Task 1.
Quote the passage on cannabis waste from "During the sale" up to and including "in the landfill.".

Text to read.
%%

During the sale process, it must be available to the public “on an equal and nondiscriminatory basis.” All purchases and details, including the quantity, price, and name of person or organization who purchases the cannabis waste, must be reported to the Washington State Liquor and Cannabis Board as well as the Department of Agriculture. “It would be nice to see the [Legislature] start to give more detail to some of the cannabis policies that we have in order to give us the opportunity to better rectify the issues that we face,” said Shamberg.

At the House meeting on Feb. 29, Rep. Shelley Kloba offered support of the bill, which she described as creating “a circular economy.” Cultivators would potentially be able to earn extra revenue, and those who buy the waste can benefit from reusing the products, while all parties help reduce waste in the landfill.

However, Rep. Leonard Christian expressed his opposition due to personal negative memories of how cannabis affected his youth. He explained how his mother worked as a cross country trucker and would leave money for he and his siblings. Unfortunately, his sibling would use the money to buy cannabis, leaving Christian only able to obtain food at school. “I’ve seen it wreck a lot of lives over the years,” said Christian. “It’s just not for me, and I’m not going to vote for a marijuana bill.”

A recent report published by Health Canada in January shows that the country has disposed of 3.7 million pounds of cannabis since legalization began in 2018. The disposed cannabis wasn’t waste however, an expert believes it was mainly product that was either too old or had too little THC to be sold. “There is no demand for old and low-THC products, so manufacturers of finished products are not buying this biomass as inputs,” said industry consultant Farrell Miller. “It’s likely low-quality material with no value. As consumers become more savvy with packaging dates on dried cannabis products, this trend will only continue.”

%%

[Object pointing dataset records]
%%

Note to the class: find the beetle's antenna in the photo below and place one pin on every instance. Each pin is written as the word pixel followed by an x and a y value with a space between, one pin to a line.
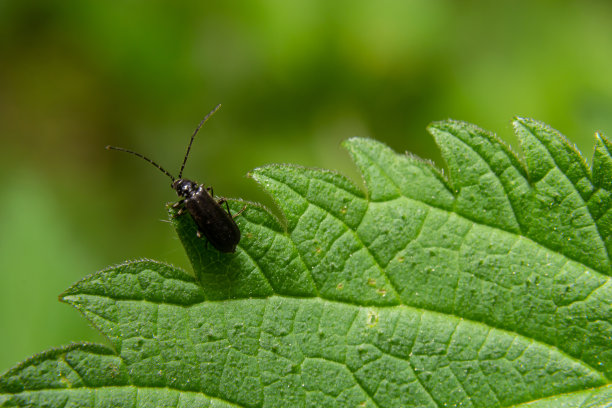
pixel 142 157
pixel 193 136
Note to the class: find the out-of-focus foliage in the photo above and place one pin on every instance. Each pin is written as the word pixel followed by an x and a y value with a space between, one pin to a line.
pixel 295 78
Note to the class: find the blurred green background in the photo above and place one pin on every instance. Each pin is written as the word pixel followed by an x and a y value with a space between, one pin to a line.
pixel 295 79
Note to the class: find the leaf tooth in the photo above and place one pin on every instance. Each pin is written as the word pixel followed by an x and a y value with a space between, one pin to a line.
pixel 483 172
pixel 388 175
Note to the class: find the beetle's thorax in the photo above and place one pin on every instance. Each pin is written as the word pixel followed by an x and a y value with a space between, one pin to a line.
pixel 184 187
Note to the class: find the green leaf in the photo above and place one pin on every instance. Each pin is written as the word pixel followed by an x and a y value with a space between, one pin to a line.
pixel 486 288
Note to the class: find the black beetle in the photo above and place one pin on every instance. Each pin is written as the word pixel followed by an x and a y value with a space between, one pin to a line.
pixel 215 223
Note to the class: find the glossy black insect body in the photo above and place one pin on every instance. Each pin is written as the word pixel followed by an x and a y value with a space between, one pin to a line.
pixel 214 222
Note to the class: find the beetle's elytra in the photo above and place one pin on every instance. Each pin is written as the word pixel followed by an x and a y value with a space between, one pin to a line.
pixel 214 222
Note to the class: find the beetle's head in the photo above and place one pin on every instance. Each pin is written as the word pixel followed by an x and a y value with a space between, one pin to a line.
pixel 184 187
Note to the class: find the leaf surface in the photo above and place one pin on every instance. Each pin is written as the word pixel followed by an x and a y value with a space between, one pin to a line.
pixel 486 288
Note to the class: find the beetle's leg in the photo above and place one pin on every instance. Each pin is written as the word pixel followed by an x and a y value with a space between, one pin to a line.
pixel 239 212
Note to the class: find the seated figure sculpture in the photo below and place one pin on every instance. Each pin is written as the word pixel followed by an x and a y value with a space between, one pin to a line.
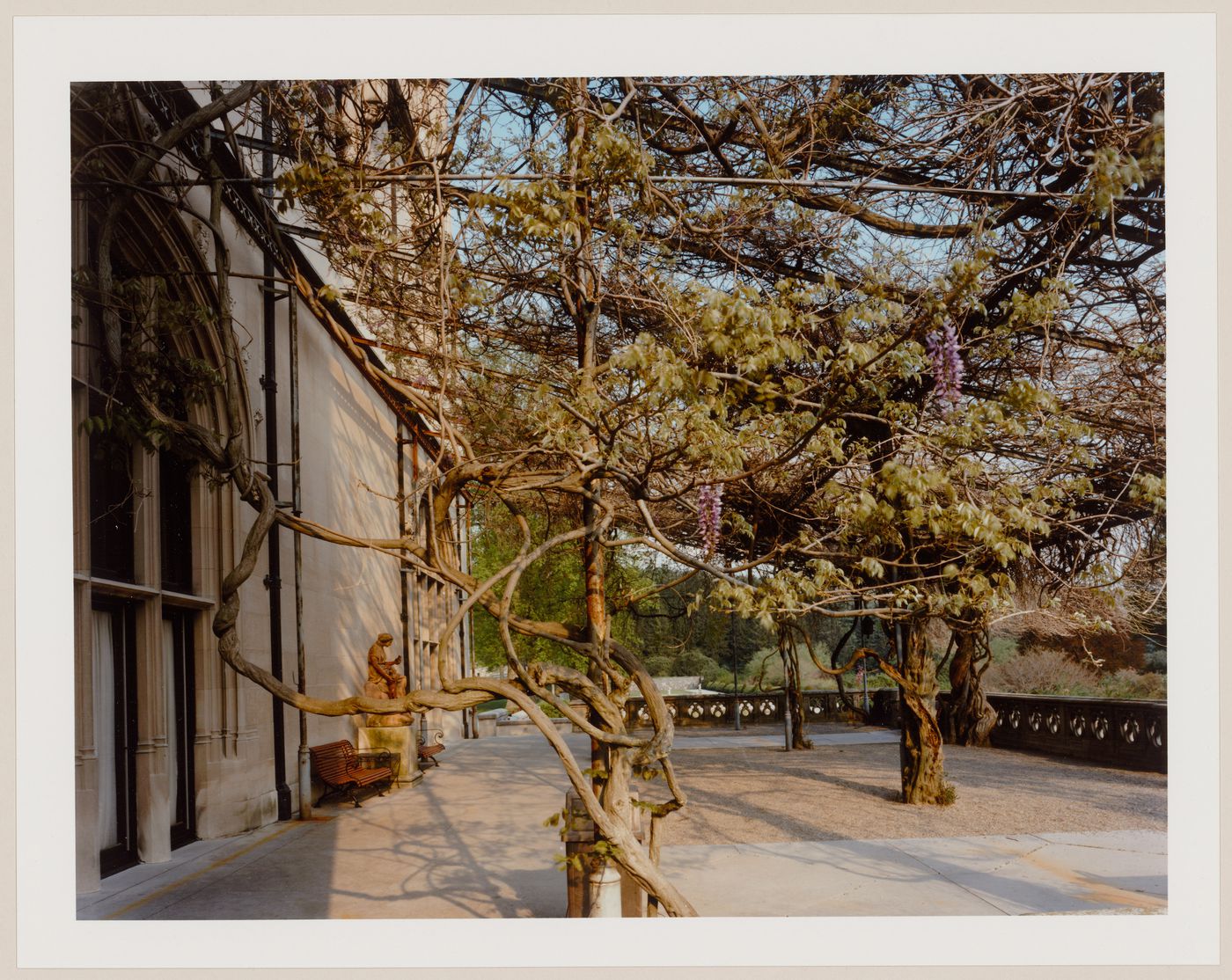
pixel 385 683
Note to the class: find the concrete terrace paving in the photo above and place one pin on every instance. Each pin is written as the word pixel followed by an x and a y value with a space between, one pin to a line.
pixel 468 841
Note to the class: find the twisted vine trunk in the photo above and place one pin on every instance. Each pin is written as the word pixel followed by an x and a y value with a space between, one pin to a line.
pixel 967 718
pixel 920 748
pixel 792 697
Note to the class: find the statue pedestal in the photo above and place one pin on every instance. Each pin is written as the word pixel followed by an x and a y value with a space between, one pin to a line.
pixel 400 739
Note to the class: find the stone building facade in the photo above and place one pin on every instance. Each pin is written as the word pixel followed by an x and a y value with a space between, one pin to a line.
pixel 172 745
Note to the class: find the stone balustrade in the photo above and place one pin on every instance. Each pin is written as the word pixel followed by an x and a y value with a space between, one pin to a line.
pixel 1126 734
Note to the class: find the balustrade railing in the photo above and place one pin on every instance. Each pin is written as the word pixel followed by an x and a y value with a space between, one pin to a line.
pixel 718 711
pixel 1129 734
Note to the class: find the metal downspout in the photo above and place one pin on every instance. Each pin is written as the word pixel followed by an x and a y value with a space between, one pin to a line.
pixel 273 580
pixel 296 501
pixel 403 569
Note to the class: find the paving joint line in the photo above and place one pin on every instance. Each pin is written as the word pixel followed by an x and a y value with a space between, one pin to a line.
pixel 944 877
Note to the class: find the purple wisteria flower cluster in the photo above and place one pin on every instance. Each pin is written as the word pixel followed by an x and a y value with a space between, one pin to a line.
pixel 948 369
pixel 710 514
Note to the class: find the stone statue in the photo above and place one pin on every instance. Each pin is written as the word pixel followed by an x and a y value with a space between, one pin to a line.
pixel 385 683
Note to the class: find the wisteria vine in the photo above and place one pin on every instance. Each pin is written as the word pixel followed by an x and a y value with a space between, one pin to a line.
pixel 710 515
pixel 948 369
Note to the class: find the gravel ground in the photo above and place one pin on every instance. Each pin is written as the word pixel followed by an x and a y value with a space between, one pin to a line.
pixel 766 794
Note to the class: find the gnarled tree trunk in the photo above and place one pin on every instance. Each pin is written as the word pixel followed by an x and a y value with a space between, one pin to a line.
pixel 920 746
pixel 792 697
pixel 967 717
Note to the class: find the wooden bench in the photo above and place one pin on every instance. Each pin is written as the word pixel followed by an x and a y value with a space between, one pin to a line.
pixel 341 770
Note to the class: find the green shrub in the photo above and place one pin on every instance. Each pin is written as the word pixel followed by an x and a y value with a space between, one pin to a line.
pixel 659 665
pixel 695 662
pixel 1041 672
pixel 1057 674
pixel 1129 684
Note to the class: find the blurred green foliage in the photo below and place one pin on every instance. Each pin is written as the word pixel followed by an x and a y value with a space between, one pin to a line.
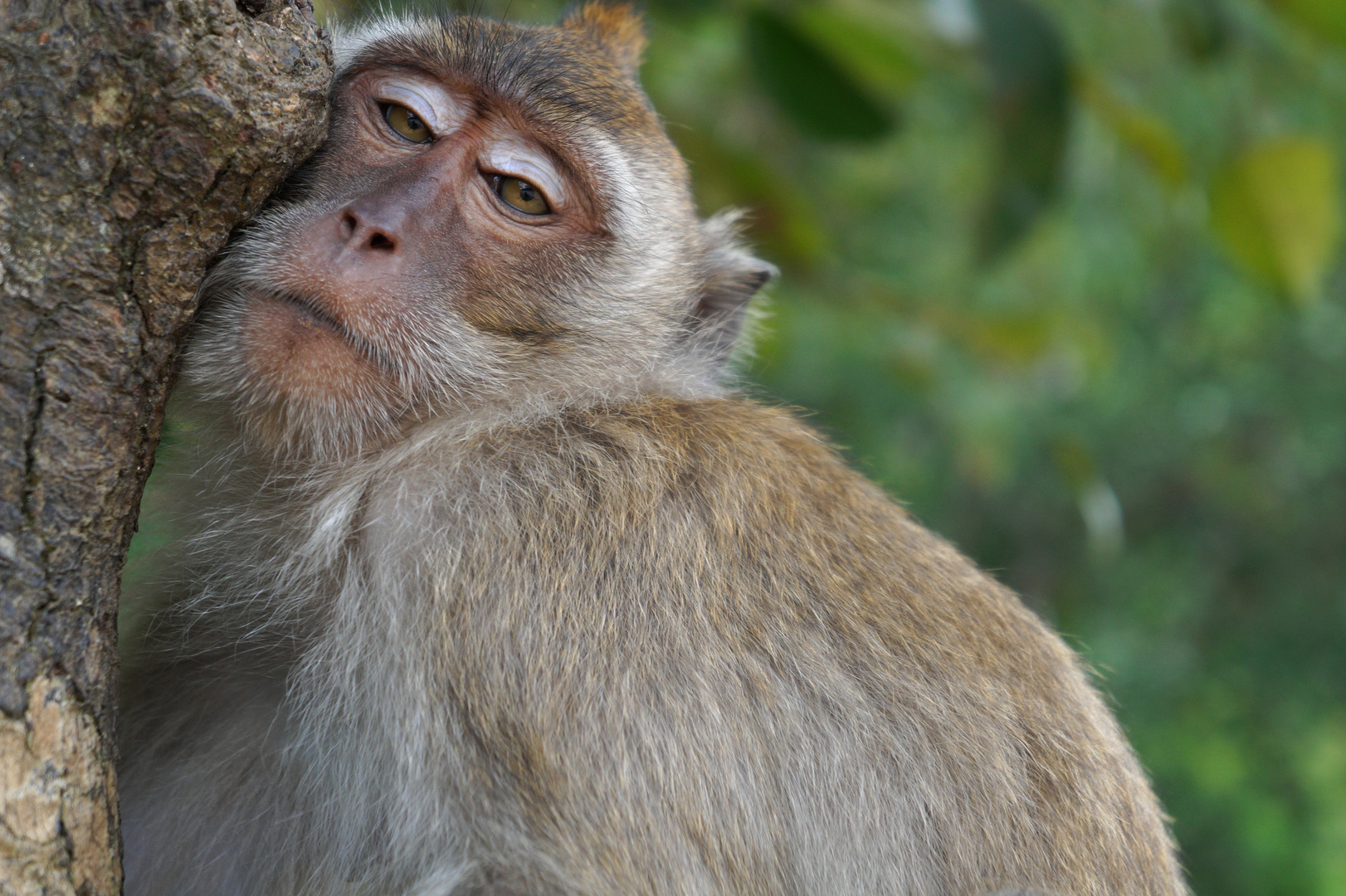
pixel 1065 276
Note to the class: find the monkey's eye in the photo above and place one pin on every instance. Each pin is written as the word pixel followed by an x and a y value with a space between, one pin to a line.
pixel 519 194
pixel 406 123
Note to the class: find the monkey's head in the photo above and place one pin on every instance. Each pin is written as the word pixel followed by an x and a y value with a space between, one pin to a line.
pixel 497 217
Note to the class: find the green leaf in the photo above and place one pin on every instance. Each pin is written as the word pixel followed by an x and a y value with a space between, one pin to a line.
pixel 1276 209
pixel 1143 134
pixel 871 56
pixel 1031 110
pixel 809 85
pixel 1324 19
pixel 1200 27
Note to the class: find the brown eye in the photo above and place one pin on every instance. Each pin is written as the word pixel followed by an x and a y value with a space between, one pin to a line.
pixel 406 123
pixel 519 194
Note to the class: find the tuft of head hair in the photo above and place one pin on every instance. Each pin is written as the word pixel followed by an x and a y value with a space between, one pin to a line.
pixel 617 27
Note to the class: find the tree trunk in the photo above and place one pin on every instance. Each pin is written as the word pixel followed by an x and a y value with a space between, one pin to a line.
pixel 135 134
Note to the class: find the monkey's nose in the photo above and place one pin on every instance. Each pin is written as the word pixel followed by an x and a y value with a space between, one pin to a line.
pixel 368 231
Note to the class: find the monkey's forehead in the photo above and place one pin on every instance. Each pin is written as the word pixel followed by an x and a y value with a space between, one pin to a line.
pixel 560 77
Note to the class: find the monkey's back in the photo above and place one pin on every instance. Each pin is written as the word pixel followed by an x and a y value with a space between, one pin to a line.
pixel 690 619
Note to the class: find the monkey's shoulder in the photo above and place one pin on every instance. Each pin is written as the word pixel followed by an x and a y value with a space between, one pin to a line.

%%

Task 2.
In the records, rewrite the lines from the line with "Note to the class: find the wisteria" up to and including the line with "pixel 766 794". Replace "gravel" with "sandy", change nothing else, and give only those lines.

Exercise output 1.
During the sale process, it must be available to the public “on an equal and nondiscriminatory basis.” All purchases and details, including the quantity, price, and name of person or organization who purchases the cannabis waste, must be reported to the Washington State Liquor and Cannabis Board as well as the Department of Agriculture. “It would be nice to see the [Legislature] start to give more detail to some of the cannabis policies that we have in order to give us the opportunity to better rectify the issues that we face,” said Shamberg.

At the House meeting on Feb. 29, Rep. Shelley Kloba offered support of the bill, which she described as creating “a circular economy.” Cultivators would potentially be able to earn extra revenue, and those who buy the waste can benefit from reusing the products, while all parties help reduce waste in the landfill.

Exercise output 2.
Note to the class: find the wisteria vine in the photo above and place one pin on every instance. Each pin is written as the word pixel followed by an x and a y value with a space between, one pin to a line.
pixel 710 515
pixel 948 369
Note to the class: find the sandy ground in the photo above and place one pin on every instance. Each pin is written as the word pixel followed by an x and a y value with a space between, one pin to a line.
pixel 766 794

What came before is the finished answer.